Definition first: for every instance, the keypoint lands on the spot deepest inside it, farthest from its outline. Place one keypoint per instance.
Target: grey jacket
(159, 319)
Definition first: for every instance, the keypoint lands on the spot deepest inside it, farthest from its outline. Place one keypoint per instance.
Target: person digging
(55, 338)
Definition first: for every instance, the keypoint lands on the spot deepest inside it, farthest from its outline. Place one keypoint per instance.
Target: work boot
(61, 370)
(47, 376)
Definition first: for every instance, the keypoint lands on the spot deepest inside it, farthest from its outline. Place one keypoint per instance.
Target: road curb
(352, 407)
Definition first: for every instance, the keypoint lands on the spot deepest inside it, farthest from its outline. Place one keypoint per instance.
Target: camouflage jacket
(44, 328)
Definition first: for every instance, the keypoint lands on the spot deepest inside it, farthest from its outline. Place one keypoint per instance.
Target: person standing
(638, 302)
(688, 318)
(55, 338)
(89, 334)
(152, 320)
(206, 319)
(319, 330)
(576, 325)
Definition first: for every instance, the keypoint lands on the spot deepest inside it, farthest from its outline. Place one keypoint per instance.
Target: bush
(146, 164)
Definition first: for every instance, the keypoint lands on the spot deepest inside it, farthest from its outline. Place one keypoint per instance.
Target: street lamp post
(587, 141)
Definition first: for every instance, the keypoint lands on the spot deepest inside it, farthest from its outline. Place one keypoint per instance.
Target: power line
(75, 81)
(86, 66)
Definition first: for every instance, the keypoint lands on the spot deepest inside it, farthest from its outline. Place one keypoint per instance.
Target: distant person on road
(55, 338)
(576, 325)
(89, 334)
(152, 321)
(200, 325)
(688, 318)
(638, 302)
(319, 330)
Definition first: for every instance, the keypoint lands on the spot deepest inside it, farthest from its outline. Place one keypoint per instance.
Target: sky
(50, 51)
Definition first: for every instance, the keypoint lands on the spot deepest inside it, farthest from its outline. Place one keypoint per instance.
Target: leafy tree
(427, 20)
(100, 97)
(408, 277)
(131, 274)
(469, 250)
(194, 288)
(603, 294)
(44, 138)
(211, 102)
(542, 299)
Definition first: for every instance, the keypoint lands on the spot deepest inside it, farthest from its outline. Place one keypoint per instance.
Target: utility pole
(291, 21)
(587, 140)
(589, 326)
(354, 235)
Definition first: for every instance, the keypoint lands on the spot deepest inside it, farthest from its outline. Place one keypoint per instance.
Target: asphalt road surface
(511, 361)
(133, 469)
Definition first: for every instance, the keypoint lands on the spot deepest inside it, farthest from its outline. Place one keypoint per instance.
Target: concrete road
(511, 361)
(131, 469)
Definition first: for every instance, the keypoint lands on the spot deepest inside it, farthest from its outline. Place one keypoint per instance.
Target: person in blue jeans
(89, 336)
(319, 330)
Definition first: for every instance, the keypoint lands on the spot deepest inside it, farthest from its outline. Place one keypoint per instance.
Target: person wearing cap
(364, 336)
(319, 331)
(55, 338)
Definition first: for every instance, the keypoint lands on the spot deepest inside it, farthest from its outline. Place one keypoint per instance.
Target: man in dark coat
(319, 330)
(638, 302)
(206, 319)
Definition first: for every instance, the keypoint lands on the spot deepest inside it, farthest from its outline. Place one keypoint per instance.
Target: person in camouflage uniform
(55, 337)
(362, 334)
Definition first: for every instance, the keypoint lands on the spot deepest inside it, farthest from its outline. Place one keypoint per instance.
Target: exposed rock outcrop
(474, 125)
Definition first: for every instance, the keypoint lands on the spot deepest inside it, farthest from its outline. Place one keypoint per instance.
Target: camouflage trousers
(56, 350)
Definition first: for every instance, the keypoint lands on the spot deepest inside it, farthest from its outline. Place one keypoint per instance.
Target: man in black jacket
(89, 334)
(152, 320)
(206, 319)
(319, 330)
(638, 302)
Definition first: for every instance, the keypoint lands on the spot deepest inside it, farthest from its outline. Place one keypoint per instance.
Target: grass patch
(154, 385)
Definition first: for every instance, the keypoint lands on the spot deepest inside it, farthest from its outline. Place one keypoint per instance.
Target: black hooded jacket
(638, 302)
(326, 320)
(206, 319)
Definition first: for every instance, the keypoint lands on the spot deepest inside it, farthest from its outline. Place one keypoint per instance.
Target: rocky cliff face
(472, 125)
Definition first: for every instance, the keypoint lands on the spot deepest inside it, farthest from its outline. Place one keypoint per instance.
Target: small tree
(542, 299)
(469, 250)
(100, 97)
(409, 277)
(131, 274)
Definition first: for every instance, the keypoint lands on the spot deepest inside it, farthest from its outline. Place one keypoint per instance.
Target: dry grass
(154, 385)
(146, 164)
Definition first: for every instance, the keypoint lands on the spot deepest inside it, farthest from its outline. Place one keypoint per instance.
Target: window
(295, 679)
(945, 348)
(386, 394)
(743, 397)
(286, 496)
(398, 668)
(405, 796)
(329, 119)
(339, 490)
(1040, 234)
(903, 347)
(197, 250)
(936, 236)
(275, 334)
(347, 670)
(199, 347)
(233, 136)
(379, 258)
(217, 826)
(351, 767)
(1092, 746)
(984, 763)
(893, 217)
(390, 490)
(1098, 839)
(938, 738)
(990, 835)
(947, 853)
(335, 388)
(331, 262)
##########
Reproduce the data above in full, with no line missing.

> **Task result**
Definition first: for every instance, the keypoint lands on the spot deepest inside it, farthest from its outline. Place one keypoint per instance.
Target: grey jacket
(159, 319)
Definition first: for every instance, the keypoint lands on the spot deepest inside it, farthest from its outline. Place one keypoint per instance.
Target: person digging
(55, 338)
Definition first: for every instance, the keypoint lands on the spot deepest inside it, farthest from its outline. Place one keypoint per instance.
Target: work boot
(61, 370)
(47, 376)
Definition first: for every instance, the keypoint lands on the spot deepest inside it, farthest from its outline. Place one keypoint per instance.
Target: road curb
(352, 407)
Definition first: for every instance, the keypoint lands on the spot deepest inside it, farthest from its outline. Place one keypoint per instance.
Target: camouflage jacket
(44, 328)
Definition first: for every instance, the keypoint lands on the spot deepest inside it, farthest from its outline. Place one keypoint per instance.
Target: person standing
(638, 302)
(688, 318)
(55, 338)
(89, 334)
(152, 320)
(206, 319)
(319, 330)
(576, 325)
Definition first: for every instance, the keypoint lands on the spot deepest inside it, farthest from its outline. Place one keypoint per instance.
Target: bush
(146, 164)
Definition first: for every instance, the keypoint lands on the spot deepest inside it, farthest from its outline. Place one keypoint per instance.
Target: street lamp post
(587, 141)
Definition first: for every instance, the keypoint lands on the spot deepest inside it, farthest from its outline. Place one keypoint per instance.
Target: power line
(75, 81)
(86, 66)
Definition first: for every instance, the keypoint lands on the spot deepest inside it, farthest from its outline. Place one keypoint per instance.
Target: distant person on road
(55, 338)
(576, 325)
(89, 334)
(152, 321)
(200, 325)
(688, 318)
(638, 302)
(319, 330)
Definition first: for every instance, the keypoint lands on the spot deepest inside it, farthest from its outline. Place one keypoint per instance.
Target: sky
(50, 51)
Definition first: for every instance, the keypoint lands on the spot deepest inside it, farthest from its outline. Place one keypoint per instance.
Target: leafy tree
(427, 20)
(100, 97)
(408, 277)
(131, 274)
(469, 250)
(194, 288)
(603, 294)
(44, 138)
(211, 102)
(542, 299)
Definition first: for every instance, the keypoint lands on the spot deepest inside it, farthest from its outline. Place one keypoint per instance.
Target: utility pole
(291, 21)
(587, 140)
(589, 326)
(354, 235)
Definition first: for every instance, the keypoint lands on the spot deepest inside it, farthest from its outline. Place one keypoint per instance.
Target: asphalt road surface
(511, 361)
(133, 469)
Definition first: for every instance, the keypoint lands on the spot deepest inside it, farthest from its outline. Place one keypoint per instance.
Target: concrete road
(511, 361)
(131, 469)
Definition first: for every instance, the keypoint lands on the spot deepest inside it, farthest from its outline. Place one keypoint per instance.
Target: person in blue jeans
(89, 336)
(319, 330)
Definition first: for every instance, the keypoint lands on the spot deepest inside it, farthest from its outline. Place one keypoint per instance.
Target: person wearing cap
(364, 336)
(319, 331)
(55, 338)
Definition first: for every instance, the keypoint lands on the spot deepest inside it, farthest from its outline. Place one keypoint per instance.
Target: man in dark coat
(319, 330)
(638, 302)
(206, 319)
Definition first: for every instance, the keypoint lands on the spot deepest inside it, farthest from its outline. Place one keypoint per instance.
Target: person in camouflage uniform
(55, 337)
(362, 334)
Definition first: for every instance, the keypoint lands on the spot deepest inside it, farthest from its outline. Place one keypoint per instance.
Target: exposed rock outcrop
(474, 125)
Definition first: for every instance, the keypoint lands on the spot deepest inside it, farthest from its outline. Place one keypoint per instance.
Target: camouflage trousers
(56, 350)
Definition first: for every instance, the keypoint lands on the spot deepest inside it, farthest from its outline. Place one keypoint per instance.
Target: man in black jacket
(89, 334)
(152, 320)
(206, 319)
(319, 330)
(638, 302)
Definition first: for every instance, the keypoint lands on the spot deepest inside it, farthest from its outline. Place one keypoint per instance.
Target: grass patch
(154, 385)
Definition first: for every instance, the keypoint lands on the spot deepest inside it, farthest from its outline. Place one keypoint per instance.
Target: black hooded jacket
(638, 302)
(326, 320)
(206, 319)
Definition first: for every instance, the keypoint lands on the spot deepest inside it, farthest from its outline. Place one keypoint per instance.
Target: rocky cliff face
(472, 125)
Definition first: for every instance, the keypoint lands on the spot deepest inside it, farthest from its outline. Place one keypoint per instance.
Target: small tree
(542, 299)
(469, 250)
(100, 97)
(409, 277)
(131, 274)
Definition first: for every instance, the keypoint lands on the spot deepest inside it, farthest from its outline. Place one keypoint per instance.
Target: dry grass
(154, 385)
(146, 164)
Definition first: for every instance, the keypoint lands on the spot deepest inside it, farthest from its outline. Place one keypoint per instance.
Target: window
(295, 679)
(945, 348)
(386, 394)
(743, 397)
(286, 496)
(398, 668)
(405, 796)
(329, 119)
(339, 490)
(1040, 234)
(903, 347)
(197, 250)
(936, 236)
(275, 334)
(347, 670)
(199, 347)
(233, 136)
(379, 258)
(217, 826)
(351, 767)
(1092, 746)
(984, 763)
(893, 217)
(390, 490)
(1098, 839)
(938, 738)
(990, 835)
(947, 853)
(335, 388)
(331, 262)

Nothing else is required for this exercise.